> _EXTRAIT CHOISI_:
————————

J.-M. Lefebvre : N. Sarkozy affirmait, ce matin, que le gouvernement maintenait le CIP. En tant que président de la CFTC, que souhaitez-vous ?

A. Deleu : Je crois que la question est presque secondaire, parce que, dans la discussion que nous avons avec le gouvernement, il apparaît clairement que ce qui posait problème dans le CIP peut disparaître : abrogation du contenu ou du décret, je laisse le gouvernement juge. En revanche, il faut effectivement éliminer de ce texte tout ce qui peut donner la perception d'un SMIC-jeunes.

J.-M. Lefebvre : Vous parlez des contacts avec le gouvernement. Cela continue ? Il y a une concertation dans l'ombre ?

A. Deleu : Il faut essayer d'organiser une sortie de cette crise qui soit efficace, et donc, effectivement, nous travaillons à ce que, au bout du compte, les jeunes soient gagnants dans l'affaire, à ce que les systèmes d'insertion qui sont en place soient de bons systèmes, de meilleurs systèmes pour les jeunes.

J.-M. Lefebvre : N. Notat affirmait hier au Grand jury RTL-Le Monde que les engagements oraux étaient une bonne chose, mais que sa confédération souhaitait des textes écrits. Vous aussi ?

A. Deleu : Bien entendu. À l'heure qu'il est, nous n'avons pas d'engagement écrit, nous n'avons pas de projet définitif écrit. C'est pourquoi, bien sûr, la manifestation de jeudi est toujours nécessaire, puisqu'il n'y a pas d'accord à ce moment.

J.-M. Lefebvre : Vous aviez senti venir la tempête. Vous aviez aimé les autres confédérations C'est un peu le symbole d'une démarche mal engagée par le gouvernement ?

————————

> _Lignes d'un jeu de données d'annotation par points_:
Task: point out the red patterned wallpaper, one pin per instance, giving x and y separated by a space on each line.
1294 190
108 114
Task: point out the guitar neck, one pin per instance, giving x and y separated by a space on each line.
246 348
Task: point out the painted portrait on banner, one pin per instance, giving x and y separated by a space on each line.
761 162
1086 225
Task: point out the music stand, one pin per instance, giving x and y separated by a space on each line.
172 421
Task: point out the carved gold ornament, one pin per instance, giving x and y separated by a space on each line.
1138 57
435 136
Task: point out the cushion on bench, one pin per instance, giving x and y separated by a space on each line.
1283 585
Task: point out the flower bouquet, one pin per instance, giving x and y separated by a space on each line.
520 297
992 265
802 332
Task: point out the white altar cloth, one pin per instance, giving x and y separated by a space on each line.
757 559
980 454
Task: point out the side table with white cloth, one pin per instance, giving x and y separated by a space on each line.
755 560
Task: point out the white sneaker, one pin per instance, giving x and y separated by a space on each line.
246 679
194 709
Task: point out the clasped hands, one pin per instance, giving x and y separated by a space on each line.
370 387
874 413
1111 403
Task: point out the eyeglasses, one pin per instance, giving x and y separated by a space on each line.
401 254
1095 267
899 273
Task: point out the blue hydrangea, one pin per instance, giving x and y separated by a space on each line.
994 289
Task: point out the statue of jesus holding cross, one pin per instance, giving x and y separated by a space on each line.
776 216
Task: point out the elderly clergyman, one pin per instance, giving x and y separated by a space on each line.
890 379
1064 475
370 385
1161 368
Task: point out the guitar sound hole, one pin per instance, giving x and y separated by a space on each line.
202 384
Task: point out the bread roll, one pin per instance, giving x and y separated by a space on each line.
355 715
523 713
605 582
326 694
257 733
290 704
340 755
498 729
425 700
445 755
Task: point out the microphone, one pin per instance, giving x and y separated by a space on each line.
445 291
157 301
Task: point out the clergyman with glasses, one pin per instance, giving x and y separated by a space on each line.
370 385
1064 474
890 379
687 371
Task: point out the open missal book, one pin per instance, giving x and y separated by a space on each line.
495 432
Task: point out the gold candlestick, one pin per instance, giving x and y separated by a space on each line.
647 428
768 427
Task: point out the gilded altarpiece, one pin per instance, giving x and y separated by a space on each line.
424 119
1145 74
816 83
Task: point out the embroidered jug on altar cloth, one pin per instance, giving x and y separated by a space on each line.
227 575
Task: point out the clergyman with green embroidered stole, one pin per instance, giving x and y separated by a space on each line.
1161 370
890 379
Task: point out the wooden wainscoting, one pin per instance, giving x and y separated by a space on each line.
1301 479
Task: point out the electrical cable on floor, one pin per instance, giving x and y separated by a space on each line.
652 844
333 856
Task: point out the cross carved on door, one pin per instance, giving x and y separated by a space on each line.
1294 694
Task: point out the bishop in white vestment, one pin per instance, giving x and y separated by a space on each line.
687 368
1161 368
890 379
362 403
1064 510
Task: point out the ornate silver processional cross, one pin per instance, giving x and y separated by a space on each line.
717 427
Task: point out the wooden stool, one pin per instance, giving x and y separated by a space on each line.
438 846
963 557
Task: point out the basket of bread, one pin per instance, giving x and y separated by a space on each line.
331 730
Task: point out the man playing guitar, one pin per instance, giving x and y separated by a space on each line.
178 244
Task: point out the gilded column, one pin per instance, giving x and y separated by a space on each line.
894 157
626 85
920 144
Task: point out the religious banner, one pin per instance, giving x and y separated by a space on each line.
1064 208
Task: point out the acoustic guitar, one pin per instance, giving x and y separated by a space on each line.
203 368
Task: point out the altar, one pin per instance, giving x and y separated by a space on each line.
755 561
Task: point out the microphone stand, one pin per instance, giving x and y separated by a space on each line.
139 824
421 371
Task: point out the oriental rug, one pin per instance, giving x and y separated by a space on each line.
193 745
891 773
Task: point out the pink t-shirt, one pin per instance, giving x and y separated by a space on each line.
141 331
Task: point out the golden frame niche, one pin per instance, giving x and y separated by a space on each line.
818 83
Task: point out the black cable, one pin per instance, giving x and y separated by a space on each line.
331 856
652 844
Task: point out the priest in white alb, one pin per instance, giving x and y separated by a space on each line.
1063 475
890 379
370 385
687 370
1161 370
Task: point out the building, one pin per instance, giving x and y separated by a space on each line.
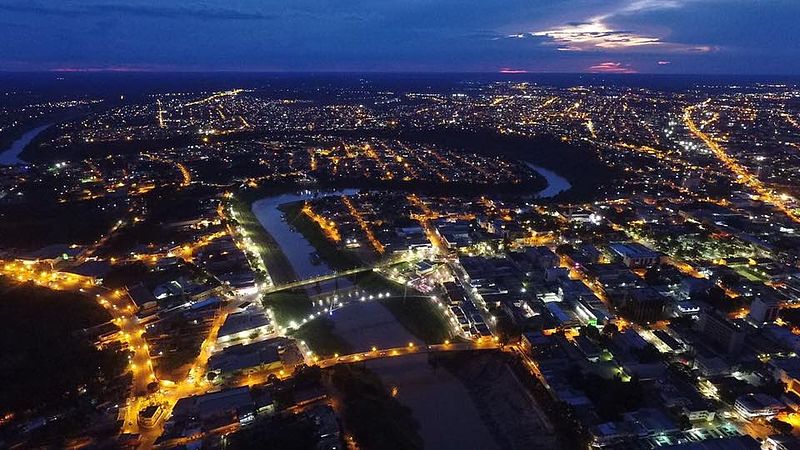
636 256
758 405
239 359
764 309
727 333
242 326
644 305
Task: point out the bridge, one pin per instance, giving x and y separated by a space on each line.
332 275
411 349
318 279
375 354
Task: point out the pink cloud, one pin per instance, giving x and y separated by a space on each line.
611 67
512 71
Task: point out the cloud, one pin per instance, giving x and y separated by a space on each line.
150 11
611 67
510 71
599 33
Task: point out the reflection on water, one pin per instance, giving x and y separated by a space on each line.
556 184
297 249
10 156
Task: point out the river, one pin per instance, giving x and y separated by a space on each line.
298 250
291 242
10 156
556 184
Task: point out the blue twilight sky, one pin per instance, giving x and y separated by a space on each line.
619 36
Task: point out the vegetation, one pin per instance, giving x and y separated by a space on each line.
40 222
279 268
336 258
611 397
377 420
420 317
46 359
320 336
283 432
288 306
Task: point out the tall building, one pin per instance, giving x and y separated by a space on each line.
727 334
764 309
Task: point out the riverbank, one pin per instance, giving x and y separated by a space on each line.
10 156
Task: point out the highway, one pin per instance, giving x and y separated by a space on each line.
741 174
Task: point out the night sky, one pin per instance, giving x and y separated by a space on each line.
646 36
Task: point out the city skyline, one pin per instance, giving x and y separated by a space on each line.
619 37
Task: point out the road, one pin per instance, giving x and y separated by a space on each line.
741 174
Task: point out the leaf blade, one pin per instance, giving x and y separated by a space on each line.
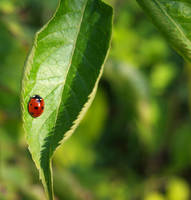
173 20
78 51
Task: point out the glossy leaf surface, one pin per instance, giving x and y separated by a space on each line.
64 67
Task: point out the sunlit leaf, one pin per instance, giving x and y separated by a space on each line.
64 67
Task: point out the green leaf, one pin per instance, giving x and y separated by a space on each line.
173 18
64 67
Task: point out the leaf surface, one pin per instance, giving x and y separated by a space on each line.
173 18
64 68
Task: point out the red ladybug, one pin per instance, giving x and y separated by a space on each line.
36 106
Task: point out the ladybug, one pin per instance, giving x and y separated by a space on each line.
36 106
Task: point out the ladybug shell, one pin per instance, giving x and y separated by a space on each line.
36 106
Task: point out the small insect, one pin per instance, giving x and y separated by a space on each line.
36 106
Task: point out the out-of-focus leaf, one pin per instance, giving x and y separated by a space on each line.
173 20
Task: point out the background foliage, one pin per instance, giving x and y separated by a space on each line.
135 140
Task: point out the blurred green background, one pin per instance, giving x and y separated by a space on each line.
135 141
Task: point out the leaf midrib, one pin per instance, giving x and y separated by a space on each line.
70 63
173 22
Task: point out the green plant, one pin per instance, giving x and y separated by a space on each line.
64 67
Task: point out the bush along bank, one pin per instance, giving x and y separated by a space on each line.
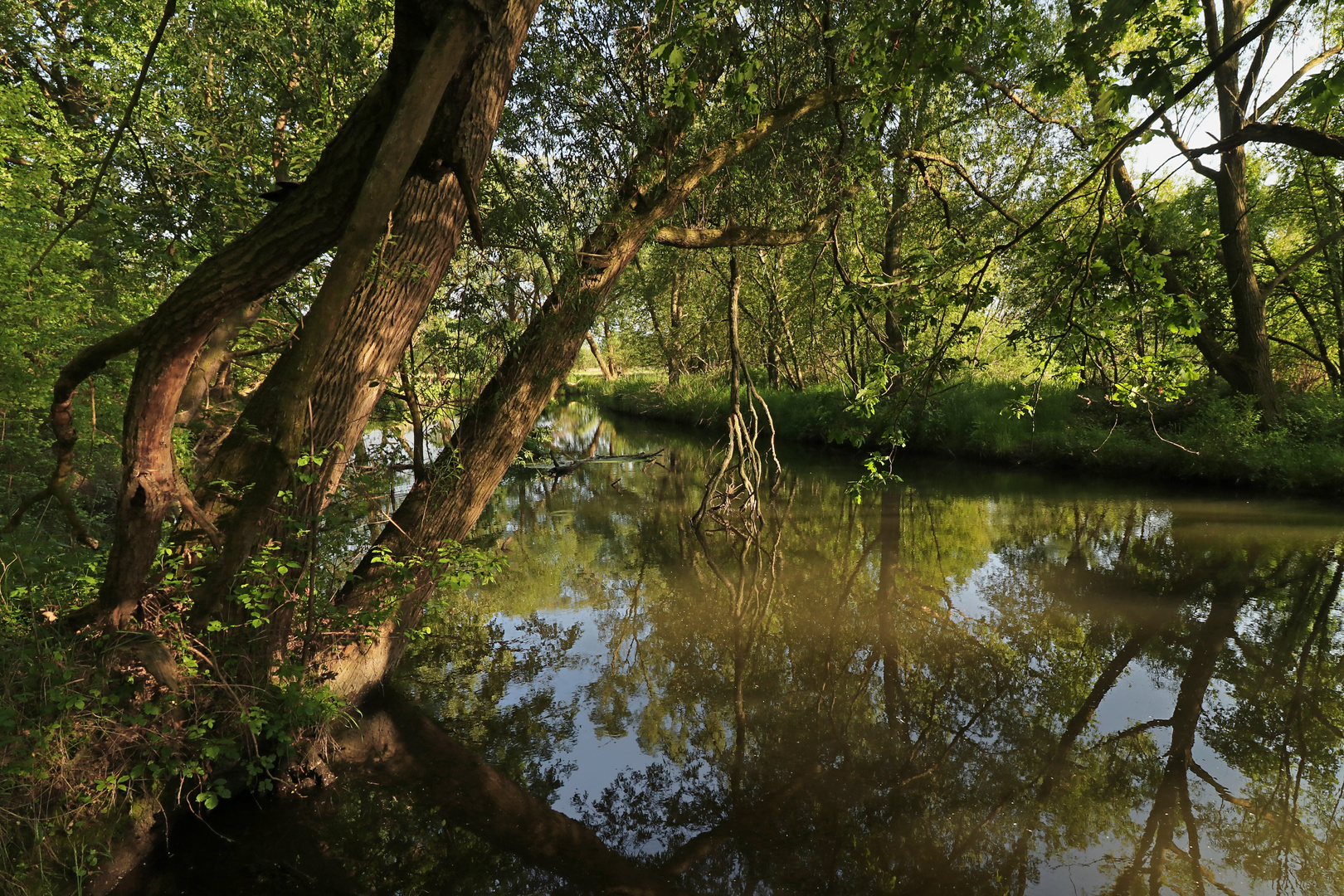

————————

> _TRAVAIL À FAIRE_:
Les affirmations 1., 2. et 3. concordent-elles avec l'extrait ? Pour chacune, répondez par oui ou par non, puis citez mot pour mot le passage qui tranche.
1. A. Deleu dit que la CFTC dispose déjà d'un engagement écrit du gouvernement.
2. A. Deleu juge que la manifestation de jeudi reste nécessaire.
3. A. Deleu estime qu'il faut éliminer du texte tout ce qui peut donner la perception d'un SMIC-jeunes.
Appuyez-vous uniquement sur l'extrait.

> _RÉPONSE_:
1. Non : « À l'heure qu'il est, nous n'avons pas d'engagement écrit »
2. Oui : « la manifestation de jeudi est toujours nécessaire »
3. Oui : « il faut effectivement éliminer de ce texte tout ce qui peut donner la perception d'un SMIC-jeunes »